#### [Problem requirements]
State how many lines in the rows below contain the string "green", treating uppercase and lowercase as distinct, and give only that number.

#### [Entries shown]
══════════

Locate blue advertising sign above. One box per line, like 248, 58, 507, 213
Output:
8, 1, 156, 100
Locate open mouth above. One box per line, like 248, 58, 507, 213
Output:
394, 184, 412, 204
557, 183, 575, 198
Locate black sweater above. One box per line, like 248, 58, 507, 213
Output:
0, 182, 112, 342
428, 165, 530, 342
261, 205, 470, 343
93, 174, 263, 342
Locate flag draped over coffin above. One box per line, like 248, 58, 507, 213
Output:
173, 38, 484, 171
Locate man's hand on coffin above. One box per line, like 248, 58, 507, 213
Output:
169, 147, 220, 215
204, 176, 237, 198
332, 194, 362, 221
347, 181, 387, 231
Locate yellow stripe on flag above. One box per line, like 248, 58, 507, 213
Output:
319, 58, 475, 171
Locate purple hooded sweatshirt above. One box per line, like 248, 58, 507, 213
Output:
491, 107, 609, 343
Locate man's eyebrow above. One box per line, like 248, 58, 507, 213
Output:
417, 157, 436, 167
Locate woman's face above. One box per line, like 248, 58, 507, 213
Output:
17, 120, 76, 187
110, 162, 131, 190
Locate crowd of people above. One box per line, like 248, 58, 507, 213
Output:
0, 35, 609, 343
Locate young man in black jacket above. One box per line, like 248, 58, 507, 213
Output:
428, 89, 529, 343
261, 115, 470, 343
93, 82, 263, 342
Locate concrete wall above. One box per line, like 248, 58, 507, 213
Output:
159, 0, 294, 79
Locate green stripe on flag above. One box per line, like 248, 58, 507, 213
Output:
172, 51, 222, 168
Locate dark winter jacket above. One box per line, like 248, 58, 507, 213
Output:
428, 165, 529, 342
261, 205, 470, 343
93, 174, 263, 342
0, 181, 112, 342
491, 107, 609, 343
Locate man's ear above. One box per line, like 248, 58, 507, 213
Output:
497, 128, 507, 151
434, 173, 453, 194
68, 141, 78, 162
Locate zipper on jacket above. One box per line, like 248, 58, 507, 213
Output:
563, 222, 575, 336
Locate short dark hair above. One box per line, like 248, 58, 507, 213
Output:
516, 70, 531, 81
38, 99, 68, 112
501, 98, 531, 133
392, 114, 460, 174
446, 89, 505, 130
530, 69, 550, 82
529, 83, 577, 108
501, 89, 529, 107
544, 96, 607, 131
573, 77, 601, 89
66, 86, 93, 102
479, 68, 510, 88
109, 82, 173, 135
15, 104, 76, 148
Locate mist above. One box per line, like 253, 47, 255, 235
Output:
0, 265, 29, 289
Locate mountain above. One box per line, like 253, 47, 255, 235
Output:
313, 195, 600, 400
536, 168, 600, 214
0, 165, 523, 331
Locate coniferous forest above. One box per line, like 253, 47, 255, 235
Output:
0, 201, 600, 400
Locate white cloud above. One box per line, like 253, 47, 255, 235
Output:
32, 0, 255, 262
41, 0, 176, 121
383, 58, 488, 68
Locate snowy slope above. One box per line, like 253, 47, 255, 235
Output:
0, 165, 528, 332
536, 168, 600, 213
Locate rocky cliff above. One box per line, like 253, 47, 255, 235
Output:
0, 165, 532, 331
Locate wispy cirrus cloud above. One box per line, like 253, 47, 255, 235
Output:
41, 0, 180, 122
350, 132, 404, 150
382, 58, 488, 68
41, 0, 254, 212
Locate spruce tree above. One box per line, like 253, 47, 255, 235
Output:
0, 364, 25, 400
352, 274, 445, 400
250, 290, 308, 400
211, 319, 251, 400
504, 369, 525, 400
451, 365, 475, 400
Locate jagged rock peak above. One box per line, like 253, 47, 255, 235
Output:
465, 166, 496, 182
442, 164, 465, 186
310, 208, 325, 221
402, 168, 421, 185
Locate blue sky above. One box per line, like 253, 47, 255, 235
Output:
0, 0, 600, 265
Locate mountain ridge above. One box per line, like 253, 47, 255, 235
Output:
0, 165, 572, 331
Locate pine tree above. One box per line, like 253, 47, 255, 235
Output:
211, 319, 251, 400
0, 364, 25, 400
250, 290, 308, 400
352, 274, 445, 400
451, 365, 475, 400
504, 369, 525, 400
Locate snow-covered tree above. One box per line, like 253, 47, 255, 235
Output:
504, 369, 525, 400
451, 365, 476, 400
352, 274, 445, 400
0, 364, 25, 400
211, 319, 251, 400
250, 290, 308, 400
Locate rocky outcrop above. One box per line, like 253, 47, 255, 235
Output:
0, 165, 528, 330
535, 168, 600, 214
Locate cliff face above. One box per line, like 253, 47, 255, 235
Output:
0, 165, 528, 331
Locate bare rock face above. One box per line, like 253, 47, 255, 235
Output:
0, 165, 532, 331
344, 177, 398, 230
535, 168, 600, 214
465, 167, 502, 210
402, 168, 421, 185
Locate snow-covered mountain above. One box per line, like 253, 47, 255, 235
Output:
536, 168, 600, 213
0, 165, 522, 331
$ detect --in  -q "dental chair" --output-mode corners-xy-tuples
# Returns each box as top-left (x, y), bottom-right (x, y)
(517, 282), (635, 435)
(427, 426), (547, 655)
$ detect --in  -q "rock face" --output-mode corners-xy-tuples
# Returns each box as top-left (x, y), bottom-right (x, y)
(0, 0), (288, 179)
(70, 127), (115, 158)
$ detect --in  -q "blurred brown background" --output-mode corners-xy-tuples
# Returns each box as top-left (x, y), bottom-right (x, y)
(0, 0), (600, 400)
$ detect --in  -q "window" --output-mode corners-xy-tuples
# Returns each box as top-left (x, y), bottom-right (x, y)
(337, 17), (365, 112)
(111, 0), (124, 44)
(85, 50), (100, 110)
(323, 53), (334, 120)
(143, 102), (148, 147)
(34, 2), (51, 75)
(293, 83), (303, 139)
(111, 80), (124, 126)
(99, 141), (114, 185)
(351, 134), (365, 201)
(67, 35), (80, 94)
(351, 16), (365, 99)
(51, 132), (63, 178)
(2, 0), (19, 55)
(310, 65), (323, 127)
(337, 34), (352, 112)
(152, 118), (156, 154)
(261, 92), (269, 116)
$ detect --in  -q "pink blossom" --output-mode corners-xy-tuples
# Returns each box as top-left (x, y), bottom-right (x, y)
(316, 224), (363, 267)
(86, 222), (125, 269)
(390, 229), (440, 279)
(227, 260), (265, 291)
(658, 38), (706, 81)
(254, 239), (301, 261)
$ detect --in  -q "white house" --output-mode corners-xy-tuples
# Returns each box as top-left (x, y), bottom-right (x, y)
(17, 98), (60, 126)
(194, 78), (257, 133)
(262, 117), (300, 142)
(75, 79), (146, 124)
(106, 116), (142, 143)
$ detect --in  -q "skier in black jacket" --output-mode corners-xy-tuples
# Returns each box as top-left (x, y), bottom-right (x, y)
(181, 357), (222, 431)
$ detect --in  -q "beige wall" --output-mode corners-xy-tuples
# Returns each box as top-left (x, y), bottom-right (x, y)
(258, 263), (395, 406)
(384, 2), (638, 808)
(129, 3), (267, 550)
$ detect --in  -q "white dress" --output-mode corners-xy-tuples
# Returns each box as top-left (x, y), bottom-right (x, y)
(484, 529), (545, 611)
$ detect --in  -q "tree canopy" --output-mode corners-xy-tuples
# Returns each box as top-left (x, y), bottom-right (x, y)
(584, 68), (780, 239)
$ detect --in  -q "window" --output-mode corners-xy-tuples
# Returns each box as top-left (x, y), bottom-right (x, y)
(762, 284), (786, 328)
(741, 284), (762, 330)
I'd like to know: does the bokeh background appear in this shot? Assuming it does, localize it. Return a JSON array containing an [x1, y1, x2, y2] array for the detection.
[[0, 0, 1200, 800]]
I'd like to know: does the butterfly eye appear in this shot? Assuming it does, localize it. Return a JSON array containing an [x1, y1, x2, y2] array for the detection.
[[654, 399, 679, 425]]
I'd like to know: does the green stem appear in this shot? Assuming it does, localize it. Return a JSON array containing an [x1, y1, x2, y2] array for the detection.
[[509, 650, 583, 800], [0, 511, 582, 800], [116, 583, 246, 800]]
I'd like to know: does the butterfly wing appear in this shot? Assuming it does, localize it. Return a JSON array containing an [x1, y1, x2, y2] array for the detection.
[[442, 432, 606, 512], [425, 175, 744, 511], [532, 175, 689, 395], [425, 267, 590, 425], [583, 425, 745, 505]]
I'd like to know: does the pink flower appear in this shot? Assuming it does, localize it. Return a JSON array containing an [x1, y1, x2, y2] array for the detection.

══════════

#### [Task solution]
2